YOUR OBJECTIVE: Print every one of the items below word for word, line by line, without changing anything.

PROVIDED DATA:
━━━━━━━━━━━━━━━━
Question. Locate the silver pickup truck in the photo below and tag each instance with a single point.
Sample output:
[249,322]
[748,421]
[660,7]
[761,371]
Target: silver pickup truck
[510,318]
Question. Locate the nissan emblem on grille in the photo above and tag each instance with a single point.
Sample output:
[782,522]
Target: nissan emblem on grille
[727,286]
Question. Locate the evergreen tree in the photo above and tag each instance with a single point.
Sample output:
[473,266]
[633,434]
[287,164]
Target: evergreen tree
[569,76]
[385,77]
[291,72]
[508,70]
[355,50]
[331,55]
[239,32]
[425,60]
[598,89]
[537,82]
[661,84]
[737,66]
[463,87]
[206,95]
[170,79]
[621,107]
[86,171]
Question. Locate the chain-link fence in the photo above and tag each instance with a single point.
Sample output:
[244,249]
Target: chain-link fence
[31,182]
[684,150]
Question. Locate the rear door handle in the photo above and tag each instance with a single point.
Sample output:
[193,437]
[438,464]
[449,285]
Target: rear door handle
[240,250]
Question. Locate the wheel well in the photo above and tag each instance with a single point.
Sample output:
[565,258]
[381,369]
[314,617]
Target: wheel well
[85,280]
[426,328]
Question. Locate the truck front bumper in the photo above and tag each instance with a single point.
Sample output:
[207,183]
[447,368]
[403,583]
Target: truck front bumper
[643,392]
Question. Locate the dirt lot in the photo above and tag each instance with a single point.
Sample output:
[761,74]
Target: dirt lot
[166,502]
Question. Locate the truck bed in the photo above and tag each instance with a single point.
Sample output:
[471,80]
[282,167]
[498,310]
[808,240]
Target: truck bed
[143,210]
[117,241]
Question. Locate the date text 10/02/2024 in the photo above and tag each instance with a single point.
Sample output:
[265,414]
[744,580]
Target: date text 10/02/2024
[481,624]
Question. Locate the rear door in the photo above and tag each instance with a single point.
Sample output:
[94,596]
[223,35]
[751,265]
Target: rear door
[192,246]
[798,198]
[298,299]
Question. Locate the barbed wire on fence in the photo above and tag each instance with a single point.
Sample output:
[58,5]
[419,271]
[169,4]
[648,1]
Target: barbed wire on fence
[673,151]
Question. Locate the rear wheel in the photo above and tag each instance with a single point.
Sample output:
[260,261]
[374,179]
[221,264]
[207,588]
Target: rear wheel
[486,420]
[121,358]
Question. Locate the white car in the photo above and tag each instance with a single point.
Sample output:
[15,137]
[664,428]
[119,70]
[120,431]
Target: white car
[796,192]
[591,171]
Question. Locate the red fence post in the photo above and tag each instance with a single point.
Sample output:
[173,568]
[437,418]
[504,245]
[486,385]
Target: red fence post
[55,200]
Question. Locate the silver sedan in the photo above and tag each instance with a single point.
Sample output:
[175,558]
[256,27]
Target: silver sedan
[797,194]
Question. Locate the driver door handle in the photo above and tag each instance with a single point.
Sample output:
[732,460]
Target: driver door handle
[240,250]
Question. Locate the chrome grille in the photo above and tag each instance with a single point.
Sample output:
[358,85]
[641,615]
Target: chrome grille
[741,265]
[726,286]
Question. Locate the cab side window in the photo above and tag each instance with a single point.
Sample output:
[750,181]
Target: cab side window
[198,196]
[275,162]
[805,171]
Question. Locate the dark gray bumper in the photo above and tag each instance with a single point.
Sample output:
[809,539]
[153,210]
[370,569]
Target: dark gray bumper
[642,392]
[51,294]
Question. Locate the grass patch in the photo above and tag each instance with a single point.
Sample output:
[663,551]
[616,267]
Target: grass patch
━━━━━━━━━━━━━━━━
REPLY TO THE TASK:
Question. Locate the silver pickup truck in the photo below and tag each instance with a single point.
Sample output:
[249,322]
[748,421]
[660,7]
[761,371]
Target: silver pickup truck
[510,318]
Question. Locate the nissan emblem on grille in the photo above and tag each instance with a single point.
Sample output:
[782,522]
Target: nissan emblem on grille
[727,286]
Question. Locate the evergreen tree in the photo above and tag each instance with a single point.
Sample output:
[473,266]
[633,434]
[287,164]
Target: evergreen tree
[569,76]
[385,77]
[291,72]
[508,70]
[355,50]
[331,55]
[239,32]
[425,60]
[598,89]
[537,82]
[661,84]
[737,66]
[463,87]
[206,95]
[170,79]
[621,107]
[86,171]
Question. Locate the chain-link fence in the photo above and tag each instance with a single point.
Sample output:
[244,249]
Target: chain-link fence
[31,182]
[684,150]
Question. Locate the rear door handle in the photo above and tag each instance with a single point.
Sample output:
[193,437]
[438,464]
[449,285]
Target: rear door handle
[240,250]
Question. Locate the wheel well in the photo above and tag each instance with a single point.
Sample output:
[565,258]
[381,369]
[314,617]
Target: wheel well
[85,280]
[426,328]
Question. Locate the truck front bumper in the photo above and tag each instance with a single point.
Sample output:
[207,183]
[447,368]
[403,583]
Target: truck front bumper
[643,392]
Question. Locate the dirt lot in the photo above and tag each instance with a single point.
Sample output:
[761,74]
Target: dirt lot
[166,502]
Question. Locate the truck bed in the photo above and tag each instance with a single point.
Sample output:
[471,80]
[282,167]
[498,310]
[808,240]
Target: truck bed
[143,210]
[117,241]
Question. Locate the date text 10/02/2024 in the photo above and tag each instance with a single point.
Sample output:
[265,414]
[744,580]
Target: date text 10/02/2024
[481,624]
Question. Locate the rear door in the photo above and tag each instance with a single point.
Sample output:
[94,596]
[223,35]
[751,265]
Target: rear door
[192,246]
[798,198]
[298,299]
Question. Locate the barbed wire on fence in the photo above and tag each instance with a single point.
Sample output:
[58,5]
[419,271]
[169,4]
[648,1]
Target: barbed wire on fence
[673,151]
Question. Locate the rear wheel in the photo above and tag each instance with a single point.
Sample output:
[260,261]
[374,179]
[221,264]
[207,588]
Target: rear wheel
[486,420]
[121,358]
Question. Locate the white car in the photo above and tag each instance with a single point.
Sample output:
[15,137]
[664,428]
[119,70]
[120,431]
Target: white car
[796,192]
[591,171]
Question. Locate the red fence post in the photo above and tag each instance with a single point.
Sample output:
[173,568]
[437,418]
[504,245]
[486,385]
Target: red fence post
[55,200]
Question. Locate the silver sedan in the photo above and tag each instance with a single point.
Sample output:
[175,558]
[256,27]
Target: silver sedan
[797,194]
Question. Locate the driver door handle in the photo above and tag each instance with a single point.
Sample output:
[732,460]
Target: driver door handle
[240,250]
Question. Locate the chrome grille in the photo above and tag each instance with a single point.
Sample output:
[358,85]
[641,615]
Target: chrome grille
[741,265]
[726,286]
Question. Locate the cab side window in the photo above and tag each instance with a single point.
Sample output:
[750,181]
Target: cab side window
[198,196]
[275,162]
[805,171]
Question. Locate the dark gray bumper in the photo above and tag each instance with a single point.
Sample output:
[809,539]
[153,210]
[370,569]
Target: dark gray bumper
[642,392]
[51,294]
Question. Locate the grass patch in the photo above and tag each instance with a single point.
Sample output:
[663,551]
[616,267]
Target: grass patch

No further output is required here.